Short task — The entries that follow should be written out exactly.

Recorded data —
## begin
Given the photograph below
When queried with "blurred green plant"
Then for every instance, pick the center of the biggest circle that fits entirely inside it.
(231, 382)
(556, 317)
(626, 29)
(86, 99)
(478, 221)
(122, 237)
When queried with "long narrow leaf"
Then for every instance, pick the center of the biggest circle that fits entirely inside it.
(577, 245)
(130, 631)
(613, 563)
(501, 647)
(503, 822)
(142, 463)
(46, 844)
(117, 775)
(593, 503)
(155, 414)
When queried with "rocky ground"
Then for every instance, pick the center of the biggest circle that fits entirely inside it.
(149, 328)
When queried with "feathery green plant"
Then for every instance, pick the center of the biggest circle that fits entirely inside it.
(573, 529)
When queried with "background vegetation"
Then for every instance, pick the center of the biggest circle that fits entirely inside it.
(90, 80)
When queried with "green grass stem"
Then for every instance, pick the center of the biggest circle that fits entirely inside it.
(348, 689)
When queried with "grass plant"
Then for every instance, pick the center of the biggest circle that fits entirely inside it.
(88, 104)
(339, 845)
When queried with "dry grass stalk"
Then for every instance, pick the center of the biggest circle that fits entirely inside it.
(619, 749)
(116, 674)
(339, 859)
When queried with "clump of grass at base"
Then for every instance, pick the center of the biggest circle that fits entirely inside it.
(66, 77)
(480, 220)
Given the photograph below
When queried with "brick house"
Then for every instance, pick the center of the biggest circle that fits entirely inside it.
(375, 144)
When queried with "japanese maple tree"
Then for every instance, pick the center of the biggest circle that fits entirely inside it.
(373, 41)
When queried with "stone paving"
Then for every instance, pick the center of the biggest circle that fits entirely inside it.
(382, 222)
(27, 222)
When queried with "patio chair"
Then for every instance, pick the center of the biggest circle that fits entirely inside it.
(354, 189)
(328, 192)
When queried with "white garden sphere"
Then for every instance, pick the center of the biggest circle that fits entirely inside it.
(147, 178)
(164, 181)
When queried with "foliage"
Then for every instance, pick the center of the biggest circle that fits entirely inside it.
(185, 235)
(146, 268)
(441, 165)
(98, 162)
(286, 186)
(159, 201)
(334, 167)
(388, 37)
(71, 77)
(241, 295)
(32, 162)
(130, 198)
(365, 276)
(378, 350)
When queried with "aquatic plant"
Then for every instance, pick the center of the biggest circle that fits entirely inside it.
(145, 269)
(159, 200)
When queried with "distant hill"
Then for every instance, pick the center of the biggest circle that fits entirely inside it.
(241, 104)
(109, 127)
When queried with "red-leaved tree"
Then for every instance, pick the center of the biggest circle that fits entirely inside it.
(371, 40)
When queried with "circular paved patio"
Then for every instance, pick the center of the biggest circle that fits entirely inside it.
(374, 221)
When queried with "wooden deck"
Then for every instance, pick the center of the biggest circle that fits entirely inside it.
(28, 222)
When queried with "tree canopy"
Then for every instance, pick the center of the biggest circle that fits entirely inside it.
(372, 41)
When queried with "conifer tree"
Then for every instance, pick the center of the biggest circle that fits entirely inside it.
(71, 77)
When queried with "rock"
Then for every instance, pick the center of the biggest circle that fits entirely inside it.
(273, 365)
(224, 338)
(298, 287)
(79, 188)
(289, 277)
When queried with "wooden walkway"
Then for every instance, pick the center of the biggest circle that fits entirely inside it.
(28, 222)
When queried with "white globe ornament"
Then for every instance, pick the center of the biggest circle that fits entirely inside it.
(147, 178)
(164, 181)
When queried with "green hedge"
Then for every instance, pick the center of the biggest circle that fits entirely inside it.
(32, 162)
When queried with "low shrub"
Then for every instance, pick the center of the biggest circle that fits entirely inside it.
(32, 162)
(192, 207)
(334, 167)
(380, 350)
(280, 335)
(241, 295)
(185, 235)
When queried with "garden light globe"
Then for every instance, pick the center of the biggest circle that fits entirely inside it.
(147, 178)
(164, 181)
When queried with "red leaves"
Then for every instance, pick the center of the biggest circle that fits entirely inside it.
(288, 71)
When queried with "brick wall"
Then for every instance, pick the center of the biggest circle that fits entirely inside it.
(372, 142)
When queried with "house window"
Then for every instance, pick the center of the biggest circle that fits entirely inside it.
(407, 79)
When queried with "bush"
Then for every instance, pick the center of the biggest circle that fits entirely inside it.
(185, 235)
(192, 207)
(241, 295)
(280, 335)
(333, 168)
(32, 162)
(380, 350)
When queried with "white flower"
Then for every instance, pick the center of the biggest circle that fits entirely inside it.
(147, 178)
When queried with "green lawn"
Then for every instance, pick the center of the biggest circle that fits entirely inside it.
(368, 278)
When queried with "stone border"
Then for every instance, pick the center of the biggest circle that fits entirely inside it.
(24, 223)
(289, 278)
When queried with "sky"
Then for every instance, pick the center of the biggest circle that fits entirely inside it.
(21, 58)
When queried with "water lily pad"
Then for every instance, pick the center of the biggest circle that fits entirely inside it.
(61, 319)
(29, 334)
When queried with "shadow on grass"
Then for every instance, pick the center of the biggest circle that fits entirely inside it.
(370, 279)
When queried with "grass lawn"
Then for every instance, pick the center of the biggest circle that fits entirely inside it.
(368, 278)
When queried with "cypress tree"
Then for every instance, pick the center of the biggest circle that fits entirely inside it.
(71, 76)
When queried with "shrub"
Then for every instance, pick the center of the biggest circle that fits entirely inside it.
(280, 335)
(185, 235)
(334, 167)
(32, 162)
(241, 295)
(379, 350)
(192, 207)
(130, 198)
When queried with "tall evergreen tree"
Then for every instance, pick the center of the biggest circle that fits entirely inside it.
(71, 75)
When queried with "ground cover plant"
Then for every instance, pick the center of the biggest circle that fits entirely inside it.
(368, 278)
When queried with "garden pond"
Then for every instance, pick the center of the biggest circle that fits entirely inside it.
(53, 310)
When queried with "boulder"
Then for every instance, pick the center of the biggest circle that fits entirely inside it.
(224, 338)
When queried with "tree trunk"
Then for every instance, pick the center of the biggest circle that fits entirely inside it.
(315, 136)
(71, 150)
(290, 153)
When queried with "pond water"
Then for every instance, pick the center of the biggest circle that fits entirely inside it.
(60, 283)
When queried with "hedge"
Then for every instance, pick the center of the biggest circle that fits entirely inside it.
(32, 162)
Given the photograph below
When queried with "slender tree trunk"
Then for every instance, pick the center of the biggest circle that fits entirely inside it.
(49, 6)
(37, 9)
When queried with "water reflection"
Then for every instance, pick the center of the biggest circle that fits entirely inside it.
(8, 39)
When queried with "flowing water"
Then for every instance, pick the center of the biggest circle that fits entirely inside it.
## end
Output of the task —
Given the photograph below
When queried with "blurred green plant"
Then for every instance, pick the center of the biggest circle that fits entirely inside it.
(231, 382)
(556, 317)
(626, 29)
(86, 99)
(478, 221)
(122, 237)
When queried with "long narrow leaf"
Then for every instance, pick the center of the biggest circle that fits entirely inside it.
(577, 245)
(130, 631)
(613, 563)
(501, 647)
(503, 822)
(142, 463)
(46, 844)
(117, 775)
(593, 503)
(155, 414)
When queried with "rocky ground"
Then for every instance, pick the center of the biggest circle that fits entirely inside it.
(149, 328)
When queried with "feathery green plant"
Then for every instance, pick the center of the biggest circle that fits entirely inside it.
(573, 529)
When queried with "background vegetation"
Then for every instance, pick the center of the biggest circle that fits entirely inside it.
(90, 80)
When queried with "green grass stem"
Then for every instance, pick the center of the biggest circle that fits entirely inside it.
(348, 689)
When queried with "grass plant"
Then for every instance, pick the center of the biggest circle that fits entirely inside it.
(88, 104)
(339, 845)
When queried with "dry grass stalk"
Then for every instance, pick the center of the biggest circle that fits entirely inside it.
(619, 749)
(116, 674)
(339, 859)
When queried with "clump of grass at base"
Then for every instance, pick the center of the biggest circle that fits entirely inside it.
(66, 77)
(480, 220)
Given the photograph below
When queried with "brick house"
Then for every instance, pick the center of the biggest circle that fits entirely inside it.
(375, 144)
When queried with "japanese maple tree"
Then for every instance, pick the center of the biggest circle that fits entirely inside it.
(373, 41)
When queried with "stone paving"
Then for every instance, pick the center of the biggest circle that fits entirely inside it.
(382, 222)
(27, 222)
When queried with "patio chair"
Then for every instance, pick the center of the biggest circle that fits entirely inside it.
(354, 189)
(328, 192)
When queried with "white garden sphere"
Then for every instance, pick the center of the biggest circle that fits entirely inside it.
(147, 178)
(164, 181)
When queried with "foliage"
Then for every instance, pick the center of the biggest circle that fits entirely inside it.
(185, 235)
(146, 268)
(441, 165)
(98, 162)
(286, 186)
(159, 201)
(334, 167)
(388, 37)
(71, 77)
(241, 295)
(32, 162)
(130, 198)
(365, 276)
(378, 350)
When queried with "aquatic plant"
Then for every instance, pick the center of the biggest circle that fits entirely inside it.
(145, 269)
(159, 200)
When queried with "distant hill"
Then for every instance, pick the center of the biggest circle that fits entirely inside it.
(241, 104)
(109, 127)
When queried with "red-leaved tree"
Then for every instance, pick the center of the biggest circle that fits entirely inside it.
(371, 40)
When queried with "circular paved patio"
Then for every instance, pick the center of the biggest circle that fits entirely inside it.
(374, 221)
When queried with "wooden deck"
Then for every instance, pick the center of the biggest circle that fits entirely inside it.
(28, 222)
When queried with "tree canopy"
Then for every instance, pick the center of the biggest circle that fits entirely inside it.
(372, 41)
When queried with "conifer tree"
Then for every instance, pick the center of the biggest circle that fits entirely inside it.
(71, 77)
When queried with "rock"
Then for every instance, pick the center of the biggest circle that fits entirely inside it.
(273, 365)
(224, 338)
(298, 287)
(79, 188)
(289, 277)
When queried with "wooden walkway"
Then for every instance, pick the center of the biggest circle that fits entirely inside it.
(28, 222)
When queried with "white globe ornament"
Then for every instance, pick the center of the biggest circle that fits entirely inside it.
(147, 178)
(164, 181)
When queried with "green hedge"
Then for every instance, pick the center of the biggest circle that fits entirely inside it.
(32, 162)
When queried with "low shrub"
Then for every instance, pick the center of the biggest circle that fits entirely inside it.
(32, 162)
(192, 207)
(334, 167)
(380, 350)
(280, 335)
(241, 295)
(185, 235)
When queried with "garden light globe"
Then for every instance, pick the center of the biggest circle that fits entirely inside it.
(147, 178)
(164, 181)
When queried with "red leaves"
Then for every instance, pick the center of the biggest circle that fits entirely inside it.
(288, 71)
When queried with "brick wall"
Then for every instance, pick the center of the biggest circle that fits entirely inside it.
(372, 142)
When queried with "house window"
Then for every instance, pick the center of the biggest circle that fits entirely inside it.
(407, 79)
When queried with "bush"
Then for every instance, pick the center of the biggest circle that fits entirely inside it.
(185, 235)
(192, 207)
(241, 295)
(280, 335)
(333, 168)
(32, 162)
(380, 350)
When queried with "white flower"
Then for every instance, pick the center of the biggest circle that fits entirely inside it.
(147, 178)
When queried with "green lawn"
Then for every instance, pick the center of the biggest circle that fits entirely inside it.
(368, 278)
When queried with "stone border"
Then for every instance, pick the center of the biggest circle that fits entirely inside it.
(24, 223)
(289, 278)
When queried with "sky"
Then for every instance, pick the center of the biggest circle that fits entirely inside it.
(21, 58)
When queried with "water lily pad"
Then for every instance, pick the center of the biggest circle that fits entirely inside it.
(61, 319)
(29, 334)
When queried with "shadow on grass"
Then for every instance, pick the center of the biggest circle that fits entirely inside it.
(370, 279)
When queried with "grass lawn"
Then for every instance, pick the center of the biggest circle that fits entirely inside it.
(368, 278)
When queried with "cypress tree"
Then for every instance, pick the center of the biggest circle that fits entirely inside it.
(71, 76)
When queried with "shrub"
Then for every instance, pick the center of the biggest circle that fits entirely inside it.
(280, 335)
(185, 235)
(334, 167)
(32, 162)
(241, 295)
(379, 350)
(192, 207)
(130, 198)
When queried with "tall evergreen tree"
Then for every instance, pick the center of the biggest circle that fits entirely inside it.
(71, 75)
When queried with "ground cover plant"
Then for every instance, pick the center of the biggest circle that fits entirely inside it.
(368, 278)
When queried with "garden pond"
Then for every instance, pick the center of the biggest circle that fits entirely inside it.
(53, 310)
When queried with "boulder"
Then for every instance, pick the center of the biggest circle that fits entirely inside it.
(224, 338)
When queried with "tree trunk"
Then for every instance, pick the center of the biggest circle that fits entirely inside it.
(315, 136)
(71, 150)
(290, 153)
When queried with "pond water"
Then for every instance, pick the center of the biggest circle that fits entirely inside it.
(60, 283)
When queried with "hedge"
Then for every instance, pick the center of the biggest circle that fits entirely inside it.
(32, 162)
Given the photograph below
When queried with "slender tree trunk"
Then for every instance, pick the center of the biggest circle that fits entirely inside it.
(49, 6)
(37, 9)
When queried with "water reflection"
Then for every instance, pick the center of the biggest circle that fits entirely inside it.
(8, 39)
When queried with "flowing water"
Then for every instance, pick the center of the biggest circle that fits entirely inside it.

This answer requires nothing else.